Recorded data
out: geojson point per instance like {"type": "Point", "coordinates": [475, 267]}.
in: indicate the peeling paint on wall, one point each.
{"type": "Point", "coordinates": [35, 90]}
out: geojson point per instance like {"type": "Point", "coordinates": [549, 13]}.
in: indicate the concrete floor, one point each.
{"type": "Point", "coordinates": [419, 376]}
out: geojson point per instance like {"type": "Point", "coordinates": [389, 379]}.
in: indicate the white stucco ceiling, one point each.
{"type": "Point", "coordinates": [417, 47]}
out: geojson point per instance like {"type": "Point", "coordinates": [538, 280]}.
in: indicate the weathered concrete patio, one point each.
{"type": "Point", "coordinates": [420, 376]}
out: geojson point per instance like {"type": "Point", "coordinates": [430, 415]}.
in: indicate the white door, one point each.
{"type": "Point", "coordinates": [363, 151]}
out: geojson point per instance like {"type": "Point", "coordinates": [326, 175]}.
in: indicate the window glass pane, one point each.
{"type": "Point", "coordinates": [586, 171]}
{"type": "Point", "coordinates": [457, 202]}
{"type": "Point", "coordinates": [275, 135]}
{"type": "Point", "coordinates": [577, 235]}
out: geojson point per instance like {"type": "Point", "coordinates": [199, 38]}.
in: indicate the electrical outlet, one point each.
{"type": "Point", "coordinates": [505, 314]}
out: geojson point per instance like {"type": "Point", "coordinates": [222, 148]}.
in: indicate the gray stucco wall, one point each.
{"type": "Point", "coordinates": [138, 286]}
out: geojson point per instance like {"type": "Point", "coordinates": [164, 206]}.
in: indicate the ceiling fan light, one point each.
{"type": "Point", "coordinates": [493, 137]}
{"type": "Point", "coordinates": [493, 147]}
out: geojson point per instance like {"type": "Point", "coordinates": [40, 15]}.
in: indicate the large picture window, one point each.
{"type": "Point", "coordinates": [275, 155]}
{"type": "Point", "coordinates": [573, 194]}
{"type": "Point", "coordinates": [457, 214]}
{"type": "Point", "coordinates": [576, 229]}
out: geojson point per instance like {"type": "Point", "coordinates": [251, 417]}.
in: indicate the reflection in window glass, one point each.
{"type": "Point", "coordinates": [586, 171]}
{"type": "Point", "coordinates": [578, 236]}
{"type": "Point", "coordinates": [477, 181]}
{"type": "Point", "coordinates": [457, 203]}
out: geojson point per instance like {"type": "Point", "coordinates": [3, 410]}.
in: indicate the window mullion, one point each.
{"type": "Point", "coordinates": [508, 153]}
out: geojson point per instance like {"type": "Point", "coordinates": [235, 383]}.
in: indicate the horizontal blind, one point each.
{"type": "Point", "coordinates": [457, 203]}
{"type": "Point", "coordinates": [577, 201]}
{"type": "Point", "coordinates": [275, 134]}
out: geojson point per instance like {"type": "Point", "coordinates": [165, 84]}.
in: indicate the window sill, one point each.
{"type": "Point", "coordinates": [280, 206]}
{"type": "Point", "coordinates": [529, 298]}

## Task to carry out
Your answer must be every record above, set down exactly as written.

## Completed task
out: geojson point per instance like {"type": "Point", "coordinates": [475, 267]}.
in: indicate the peeling paint on wall, one point each.
{"type": "Point", "coordinates": [35, 90]}
out: geojson point per instance like {"type": "Point", "coordinates": [549, 13]}.
in: indicate the concrete floor, one point each.
{"type": "Point", "coordinates": [419, 376]}
out: geojson point per instance like {"type": "Point", "coordinates": [389, 379]}.
in: indicate the white stucco ceiling, one point each.
{"type": "Point", "coordinates": [417, 47]}
out: geojson point per instance like {"type": "Point", "coordinates": [538, 280]}.
in: indicate the weathered concrete patio, one point each.
{"type": "Point", "coordinates": [420, 376]}
out: geojson point per instance like {"type": "Point", "coordinates": [430, 415]}.
in: indicate the white door, one point each.
{"type": "Point", "coordinates": [363, 151]}
out: geojson point per instance like {"type": "Point", "coordinates": [326, 175]}.
in: indicate the window glass pane, one point each.
{"type": "Point", "coordinates": [586, 171]}
{"type": "Point", "coordinates": [457, 202]}
{"type": "Point", "coordinates": [275, 135]}
{"type": "Point", "coordinates": [577, 235]}
out: geojson point per instance like {"type": "Point", "coordinates": [199, 38]}.
in: indicate the electrical outlet, one point each.
{"type": "Point", "coordinates": [505, 314]}
out: geojson point per instance like {"type": "Point", "coordinates": [222, 148]}.
in: indicate the gray stucco wall, one point each.
{"type": "Point", "coordinates": [138, 286]}
out: geojson point per instance like {"type": "Point", "coordinates": [164, 206]}.
in: indicate the ceiling fan light, one point each.
{"type": "Point", "coordinates": [493, 137]}
{"type": "Point", "coordinates": [493, 147]}
out: geojson point per instance like {"type": "Point", "coordinates": [40, 15]}.
in: indicate the large picture window, one point each.
{"type": "Point", "coordinates": [275, 155]}
{"type": "Point", "coordinates": [573, 194]}
{"type": "Point", "coordinates": [457, 214]}
{"type": "Point", "coordinates": [576, 229]}
out: geojson point per instance like {"type": "Point", "coordinates": [251, 417]}.
in: indicate the reflection in window glass, one point each.
{"type": "Point", "coordinates": [586, 171]}
{"type": "Point", "coordinates": [578, 236]}
{"type": "Point", "coordinates": [477, 181]}
{"type": "Point", "coordinates": [457, 203]}
out: geojson point per instance like {"type": "Point", "coordinates": [3, 410]}.
in: indicate the window mullion, one point each.
{"type": "Point", "coordinates": [508, 153]}
out: geojson point per instance like {"type": "Point", "coordinates": [235, 383]}.
in: indicate the horizontal blind, one point each.
{"type": "Point", "coordinates": [457, 203]}
{"type": "Point", "coordinates": [577, 201]}
{"type": "Point", "coordinates": [275, 134]}
out: geojson point per instance like {"type": "Point", "coordinates": [165, 84]}.
in: indicate the window sill, one point each.
{"type": "Point", "coordinates": [280, 206]}
{"type": "Point", "coordinates": [529, 298]}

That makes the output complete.